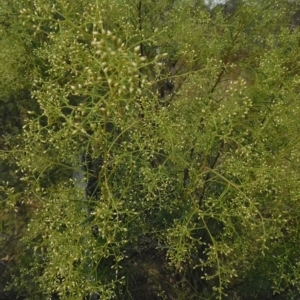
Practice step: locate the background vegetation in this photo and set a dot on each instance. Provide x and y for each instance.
(149, 149)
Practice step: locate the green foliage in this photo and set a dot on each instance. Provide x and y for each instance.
(197, 187)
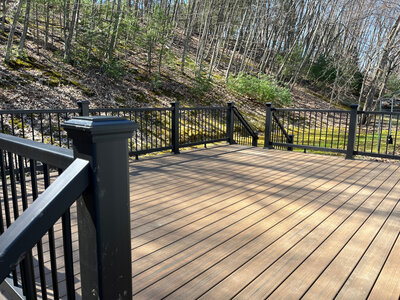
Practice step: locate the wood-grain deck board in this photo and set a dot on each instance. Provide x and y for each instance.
(250, 223)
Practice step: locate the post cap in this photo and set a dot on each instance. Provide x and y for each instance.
(99, 126)
(354, 106)
(83, 102)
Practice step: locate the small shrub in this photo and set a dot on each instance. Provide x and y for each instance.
(114, 68)
(201, 85)
(263, 89)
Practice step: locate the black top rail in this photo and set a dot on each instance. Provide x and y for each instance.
(159, 129)
(246, 124)
(353, 132)
(54, 206)
(31, 226)
(54, 156)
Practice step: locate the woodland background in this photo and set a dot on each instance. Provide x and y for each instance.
(308, 53)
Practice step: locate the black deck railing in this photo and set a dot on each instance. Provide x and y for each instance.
(39, 225)
(157, 127)
(350, 132)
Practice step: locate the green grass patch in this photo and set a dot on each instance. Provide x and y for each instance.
(263, 89)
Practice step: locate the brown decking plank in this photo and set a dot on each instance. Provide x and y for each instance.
(339, 225)
(188, 207)
(362, 278)
(285, 190)
(237, 259)
(203, 259)
(387, 285)
(345, 257)
(172, 181)
(225, 180)
(330, 282)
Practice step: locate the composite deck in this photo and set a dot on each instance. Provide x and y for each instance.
(249, 223)
(245, 223)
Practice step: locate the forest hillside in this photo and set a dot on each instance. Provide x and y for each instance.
(309, 53)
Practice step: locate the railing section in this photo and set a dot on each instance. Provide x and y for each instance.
(350, 132)
(45, 235)
(27, 170)
(378, 134)
(156, 126)
(310, 129)
(38, 125)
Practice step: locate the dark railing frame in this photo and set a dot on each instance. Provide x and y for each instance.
(97, 169)
(351, 132)
(173, 116)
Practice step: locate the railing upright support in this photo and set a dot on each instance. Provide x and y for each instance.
(230, 123)
(268, 127)
(84, 108)
(175, 127)
(103, 210)
(290, 141)
(351, 138)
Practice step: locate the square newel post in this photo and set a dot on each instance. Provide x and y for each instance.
(268, 127)
(175, 127)
(104, 209)
(230, 123)
(351, 138)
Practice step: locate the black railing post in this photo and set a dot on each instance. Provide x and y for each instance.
(230, 123)
(268, 127)
(290, 141)
(175, 127)
(351, 138)
(84, 108)
(104, 209)
(255, 141)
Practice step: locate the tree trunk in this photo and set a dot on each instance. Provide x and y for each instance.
(12, 31)
(26, 25)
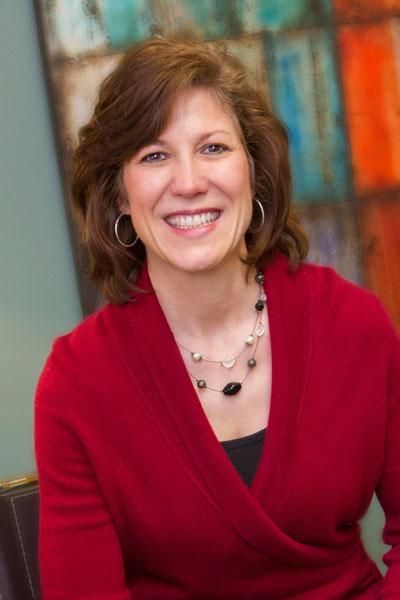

§

* **HOW TO COMPLETE THIS TASK**
A faithful copy of every record is required, with no pictures included.

* **TASK SOLUTION**
Practice step: locate the background vegetation in this photo and set a dot on each instance. Provide x and y for each instance.
(149, 149)
Practice step: locate the green foliage in this photo and set a dot on each instance. Provide x and y for each instance.
(197, 187)
Practice step: locate the wood-grain deck board in this photo and set a dot on each instance. Provide x and y for each instance.
(250, 223)
Practice step: locate the post cap in this photo and set a dot on each instance. Provide x and y for each instance.
(99, 126)
(354, 106)
(83, 102)
Practice step: locate the small shrub in this photo and set a dot on each instance. Provide x and y for each instance.
(114, 68)
(201, 85)
(263, 89)
Practice step: locate the black top rail in this photo and set a dot on each instance. Provide x and y for each instance.
(159, 129)
(246, 124)
(353, 132)
(54, 206)
(31, 226)
(54, 156)
Practice step: locate the woodland background in this photo and set a dot on each instance. Provide x and y for each instance.
(308, 53)
Practice step: locate the black deck railing in this photo and set a dot on each instance. Provide x and y for each instance.
(39, 225)
(157, 127)
(350, 132)
Practice step: locate the green grass patch in this photo and set a dot on each instance. Provide x and y for each instance.
(263, 89)
Practice step: locate the brown decking plank in this photo and set a dot on each instance. Provide x and y for each instance.
(339, 225)
(188, 207)
(362, 278)
(285, 190)
(237, 259)
(203, 259)
(387, 285)
(345, 257)
(172, 181)
(225, 180)
(330, 282)
Practice step: locate the composite deck in this photo and set a dot on each instance. Provide x and y for each instance.
(249, 223)
(245, 223)
Practice step: locate the forest hillside in this photo and set a dot on each instance. Provide x and y for each instance.
(309, 53)
Practice step: locate the railing section in this photo and set a dot on each instance. Provide x and y for each instance.
(350, 132)
(45, 235)
(27, 170)
(378, 134)
(156, 126)
(310, 129)
(38, 125)
Practice step: locate the dark railing frame in this photo and set a dot on each instance. Provide x and y for each instance.
(97, 169)
(351, 132)
(173, 116)
Practice step: locate the railing upright support in this photo and set a dot on each instance. Provide x and y for each instance.
(230, 123)
(268, 127)
(84, 108)
(175, 127)
(103, 210)
(290, 141)
(351, 138)
Practice step: locate the square newel post in this photo and set a dot on each instance. Provide x and y for each instance.
(268, 127)
(175, 127)
(104, 209)
(230, 123)
(351, 138)
Practice step: locate the black railing post in this photo and set a dot on each instance. Provide x and y for each instance.
(230, 123)
(268, 127)
(290, 141)
(175, 127)
(351, 138)
(84, 108)
(104, 209)
(255, 141)
Practice step: locate the tree trunk in this photo and set a dot on each instance. Provide x and y for each instance.
(12, 31)
(26, 25)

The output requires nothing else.